TASK DESCRIPTION: Render every line of the data below as a numbered list, skipping blank lines and omitting the pictures.

═══ EXERCISE DATA

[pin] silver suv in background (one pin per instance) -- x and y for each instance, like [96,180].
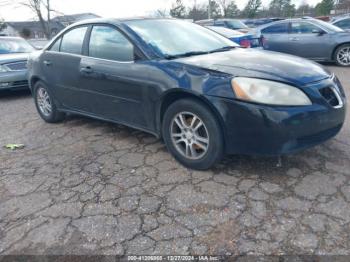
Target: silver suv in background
[14,53]
[309,38]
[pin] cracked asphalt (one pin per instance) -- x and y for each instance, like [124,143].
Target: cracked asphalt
[89,187]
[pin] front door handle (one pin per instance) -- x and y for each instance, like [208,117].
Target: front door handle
[294,39]
[47,63]
[86,70]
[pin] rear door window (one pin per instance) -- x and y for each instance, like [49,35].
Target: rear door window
[108,43]
[303,28]
[344,23]
[281,28]
[72,41]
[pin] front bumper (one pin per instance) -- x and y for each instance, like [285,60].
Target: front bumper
[14,80]
[256,129]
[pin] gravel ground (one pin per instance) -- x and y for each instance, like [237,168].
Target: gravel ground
[88,187]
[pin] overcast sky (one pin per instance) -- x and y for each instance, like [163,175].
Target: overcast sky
[105,8]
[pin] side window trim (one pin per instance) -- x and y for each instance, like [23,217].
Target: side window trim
[59,38]
[137,52]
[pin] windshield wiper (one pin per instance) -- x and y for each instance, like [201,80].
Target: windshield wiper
[192,53]
[222,49]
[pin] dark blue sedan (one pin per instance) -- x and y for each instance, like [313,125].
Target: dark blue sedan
[244,40]
[190,86]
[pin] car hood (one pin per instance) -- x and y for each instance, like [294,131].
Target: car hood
[261,64]
[10,58]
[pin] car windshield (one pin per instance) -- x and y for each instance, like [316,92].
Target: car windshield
[12,45]
[171,38]
[225,31]
[329,26]
[236,24]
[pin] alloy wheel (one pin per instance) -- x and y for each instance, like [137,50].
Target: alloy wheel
[189,135]
[343,56]
[44,101]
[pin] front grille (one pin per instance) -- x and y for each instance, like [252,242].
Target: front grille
[328,93]
[18,66]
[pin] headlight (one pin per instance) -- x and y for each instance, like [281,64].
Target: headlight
[3,69]
[268,92]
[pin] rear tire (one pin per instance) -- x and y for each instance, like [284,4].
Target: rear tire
[192,134]
[342,55]
[45,104]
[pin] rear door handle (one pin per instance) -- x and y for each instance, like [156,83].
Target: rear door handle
[294,39]
[47,63]
[86,70]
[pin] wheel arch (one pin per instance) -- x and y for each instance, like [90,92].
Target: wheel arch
[174,95]
[336,47]
[33,80]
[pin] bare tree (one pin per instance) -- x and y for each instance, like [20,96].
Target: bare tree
[42,9]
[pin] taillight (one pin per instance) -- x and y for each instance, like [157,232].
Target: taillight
[245,43]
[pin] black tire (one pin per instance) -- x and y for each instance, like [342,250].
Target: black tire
[54,116]
[336,55]
[215,146]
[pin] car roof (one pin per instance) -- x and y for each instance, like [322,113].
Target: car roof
[11,38]
[288,21]
[118,20]
[341,19]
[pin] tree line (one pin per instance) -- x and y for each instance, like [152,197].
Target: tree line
[255,9]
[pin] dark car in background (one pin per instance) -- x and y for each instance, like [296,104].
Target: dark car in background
[187,84]
[244,40]
[309,38]
[233,24]
[343,23]
[13,63]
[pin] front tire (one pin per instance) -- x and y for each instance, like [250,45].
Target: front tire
[342,55]
[45,105]
[192,134]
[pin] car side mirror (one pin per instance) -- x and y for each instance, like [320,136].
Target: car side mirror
[318,32]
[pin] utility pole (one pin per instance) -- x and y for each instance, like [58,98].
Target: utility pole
[209,10]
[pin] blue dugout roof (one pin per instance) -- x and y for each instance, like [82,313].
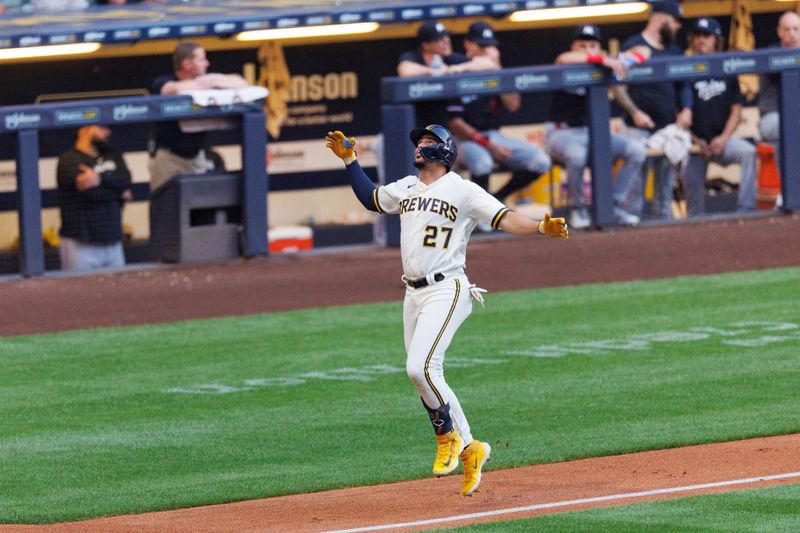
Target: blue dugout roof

══════

TASK SOLUTION:
1. [pin] silver suv in background (one pin per instance) -- x and y for each instance, like [96,180].
2. Target: silver suv in background
3. [14,53]
4. [309,38]
5. [pin] cracked asphalt (one pin per instance) -- x and y for each instance, like [124,143].
6. Target: cracked asphalt
7. [89,187]
8. [pin] front door handle (one pin per instance) -- x and y for each instance, like [208,117].
9. Target: front door handle
10. [294,39]
11. [47,63]
12. [86,70]
13. [pin] rear door window (one pin per instance) -- x and y for each instance, like [49,35].
14. Target: rear door window
15. [108,43]
16. [303,28]
17. [344,23]
18. [281,28]
19. [72,41]
20. [pin] front bumper (one pin per instance) -- x and y for each instance, like [285,60].
21. Target: front bumper
22. [14,80]
23. [256,129]
24. [pin] gravel ground (one pin per instance) -- x and y for each instance, like [237,168].
25. Target: gravel ground
26. [88,187]
27. [pin] overcast sky (one pin per instance) -- x and y for each instance, like [163,175].
28. Target: overcast sky
29. [105,8]
30. [pin] side window trim (one pin per instance) -- x and y for each instance, like [23,217].
31. Target: side window trim
32. [59,38]
33. [137,52]
34. [pin] windshield wiper (one pin per instance) -- x and y for each instance, like [201,80].
35. Target: windshield wiper
36. [192,53]
37. [222,49]
38. [pin] dark blue sedan (one pin per instance) -- x and y for each instance, like [313,125].
39. Target: dark blue sedan
40. [244,40]
41. [190,86]
42. [pin] car hood (one pin per instance) -- x and y for each instance, like [294,131].
43. Target: car hood
44. [261,64]
45. [10,58]
46. [pin] car windshield (one pin per instance) -- x and y for each instance, like [316,92].
47. Target: car windshield
48. [12,45]
49. [171,38]
50. [225,31]
51. [329,26]
52. [236,24]
53. [pin] alloy wheel (one pin per instance) -- x and y for each instance, like [137,50].
54. Target: alloy wheel
55. [189,135]
56. [343,56]
57. [44,101]
58. [pin] front grille (one pin per instance) -- x and y for each instance, like [252,242].
59. Target: front grille
60. [328,93]
61. [18,66]
62. [pin] headlight (one pin per instance) -- x and y for each instance, like [281,64].
63. Target: headlight
64. [3,69]
65. [268,92]
66. [pin] rear tire (one pin per instance) -- x and y for each instance, like [284,4].
67. Target: rear tire
68. [192,134]
69. [342,55]
70. [45,104]
71. [pin] rear door handle (one pin per instance) -- x and y for each instance, like [156,83].
72. Target: rear door handle
73. [294,39]
74. [47,63]
75. [86,70]
76. [pin] wheel arch (one pin per instance) -- x and y for each instance, like [90,92].
77. Target: wheel arch
78. [174,95]
79. [336,47]
80. [33,80]
81. [pin] bare tree (one pin per instance) -- x and y for each instance, like [20,96].
82. Target: bare tree
83. [42,9]
84. [pin] taillight (one pin per instance) -- x and y for each instance, like [157,232].
85. Target: taillight
86. [245,43]
87. [pin] black tire (one pin per instance) -- x and y for each instance, like [342,250].
88. Target: black tire
89. [54,116]
90. [336,55]
91. [215,146]
92. [pin] car roof (one pin per instance) -- x and y for each instance, like [322,113].
93. Target: car roof
94. [11,38]
95. [288,21]
96. [118,20]
97. [341,19]
98. [pin] tree line (one pin per instance) -- x and y for each instance, like [152,197].
99. Target: tree line
100. [255,9]
101. [pin] dark car in background (one pin per instance) -- x and y for each instance, like [296,104].
102. Target: dark car in background
103. [187,84]
104. [244,40]
105. [309,38]
106. [233,24]
107. [343,23]
108. [13,63]
109. [pin] front tire (one pin per instance) -- x and y for each instance, like [250,45].
110. Target: front tire
111. [342,55]
112. [45,105]
113. [192,134]
114. [pin] car side mirror (one pin per instance) -- x and y for each instance, like [320,136].
115. Target: car side mirror
116. [318,32]
117. [pin] utility pole (one pin per instance) -- x and y for each instance, like [58,98].
118. Target: utility pole
119. [209,10]
120. [pin] blue dugout roof (one pin per instance) -- x and y for each instance, like [82,313].
121. Target: blue dugout roof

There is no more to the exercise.